**SOURCE DOCUMENT**
▼▼▼
UN reports highest ever number of grave violations against war-affected kids

Little girls walking towards school in worn-torn Syria. [Image for representational purpose only]
Little girls walking towards school in worn-torn Syria. [Image for representational purpose only]Flickr [Creative Commons]

United Nations: The UN has verified a record-breaking number of grave violations against children affected by war last year, reaching 27,180 cases, according to a Security Council briefing.

Virginia Gamba, the Secretary-General's Special Representative for children and armed conflict, presented her annual report, calling for urgent and decisive action to protect boys and girls from death, recruitment, rape, and other atrocities, reports Xinhua news agency.

The report encompasses 26 situations across five regions globally, indicating a concerning trend.

It includes countries such as Ethiopia, Mozambique, and Ukraine, which are being featured for the first time.

Additionally, the report mentions new situations in Haiti and Niger, with further details to be provided in next year's edition.

Among the verified violations, the UN confirmed that 18,890 children experienced grave violations during armed conflicts in 2022.

Tragically, 8,630 children were killed or maimed, 7,622 were recruited for combat, and 3,985 were abducted.

These three violations reached the highest levels ever recorded, demonstrating an alarming increase from previous years.

Furthermore, the report identified 1,165 children, mostly girls, who endured rape, gang rape, forced marriage, sexual slavery, or sexual assault, with some cases resulting in the victims' death.

The report emphasised the importance of recognizing that behind these numbers are real children whose individual stories often go untold.

It also revealed a distressing surge in attacks on schools and hospitals, with 1,163 schools and nearly 650 hospitals targeted in 2022, representing a significant 112 per cent increase from the previous year.

Disturbingly, half of these attacks were carried out by government forces, the report claimed.

The use of educational and medical facilities for military purposes remains a major concern, with a verified "sharp increase" of over 60 per cent in such cases last year, involving both armed forces and armed groups.

Additionally, the UN documented over 3,930 incidents of humanitarian access denial to children, alongside attacks on aid workers, looting of humanitarian supplies, and destruction of critical infrastructure.
▲▲▲
**STUDY MATERIAL**
▼▼▼
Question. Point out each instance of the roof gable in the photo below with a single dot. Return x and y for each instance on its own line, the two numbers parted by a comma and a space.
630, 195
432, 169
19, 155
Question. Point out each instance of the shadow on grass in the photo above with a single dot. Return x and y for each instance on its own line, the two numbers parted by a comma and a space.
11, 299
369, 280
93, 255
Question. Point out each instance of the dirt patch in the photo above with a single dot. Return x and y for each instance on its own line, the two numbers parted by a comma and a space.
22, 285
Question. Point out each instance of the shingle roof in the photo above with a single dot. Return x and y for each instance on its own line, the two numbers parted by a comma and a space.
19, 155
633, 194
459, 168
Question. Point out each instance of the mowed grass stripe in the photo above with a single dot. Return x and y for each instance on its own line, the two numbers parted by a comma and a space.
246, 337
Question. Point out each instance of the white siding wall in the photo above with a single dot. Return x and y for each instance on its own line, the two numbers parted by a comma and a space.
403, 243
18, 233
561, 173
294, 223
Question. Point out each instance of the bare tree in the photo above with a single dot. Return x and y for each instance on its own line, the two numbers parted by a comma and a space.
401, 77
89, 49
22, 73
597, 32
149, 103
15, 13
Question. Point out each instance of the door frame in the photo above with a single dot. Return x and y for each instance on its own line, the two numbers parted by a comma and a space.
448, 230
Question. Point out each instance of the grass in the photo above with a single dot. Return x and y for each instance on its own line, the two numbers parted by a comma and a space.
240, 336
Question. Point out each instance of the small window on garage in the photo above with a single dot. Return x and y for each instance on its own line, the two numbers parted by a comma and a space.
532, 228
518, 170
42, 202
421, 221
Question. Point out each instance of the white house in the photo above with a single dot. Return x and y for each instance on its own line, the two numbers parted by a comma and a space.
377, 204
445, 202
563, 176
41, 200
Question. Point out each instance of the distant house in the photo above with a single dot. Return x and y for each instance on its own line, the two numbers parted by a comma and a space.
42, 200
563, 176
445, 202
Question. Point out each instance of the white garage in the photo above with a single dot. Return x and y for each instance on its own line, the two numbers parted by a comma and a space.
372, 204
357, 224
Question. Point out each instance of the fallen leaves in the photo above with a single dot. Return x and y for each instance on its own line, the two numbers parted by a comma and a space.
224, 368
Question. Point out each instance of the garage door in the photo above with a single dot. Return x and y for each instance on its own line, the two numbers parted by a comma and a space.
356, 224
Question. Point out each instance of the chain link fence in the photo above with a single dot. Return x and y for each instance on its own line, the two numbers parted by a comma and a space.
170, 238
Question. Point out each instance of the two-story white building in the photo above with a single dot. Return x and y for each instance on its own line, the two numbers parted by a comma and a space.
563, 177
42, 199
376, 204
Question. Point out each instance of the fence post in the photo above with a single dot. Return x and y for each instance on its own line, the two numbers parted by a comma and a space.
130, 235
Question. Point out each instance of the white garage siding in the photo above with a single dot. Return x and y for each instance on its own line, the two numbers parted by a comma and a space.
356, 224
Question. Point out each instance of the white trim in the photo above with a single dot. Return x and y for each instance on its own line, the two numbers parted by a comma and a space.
▲▲▲
**EXERCISE TASKS**
• 1. Reproduce the passage from the article on violations against children, starting at "Furthermore, the report" and ending at "the victims' death.".
• 2. Answer these questions from the article on violations against children:
(a) How many situations does the report cover?
(b) How many children were abducted?
(c) How many incidents of humanitarian access denial to children did the UN document?

**ANSWERS BY ITEM**
• 1.
Furthermore, the report identified 1,165 children, mostly girls, who endured rape, gang rape, forced marriage, sexual slavery, or sexual assault, with some cases resulting in the victims' death.

• 2.
(a) 26 situations across five regions
(b) 3,985
(c) Over 3,930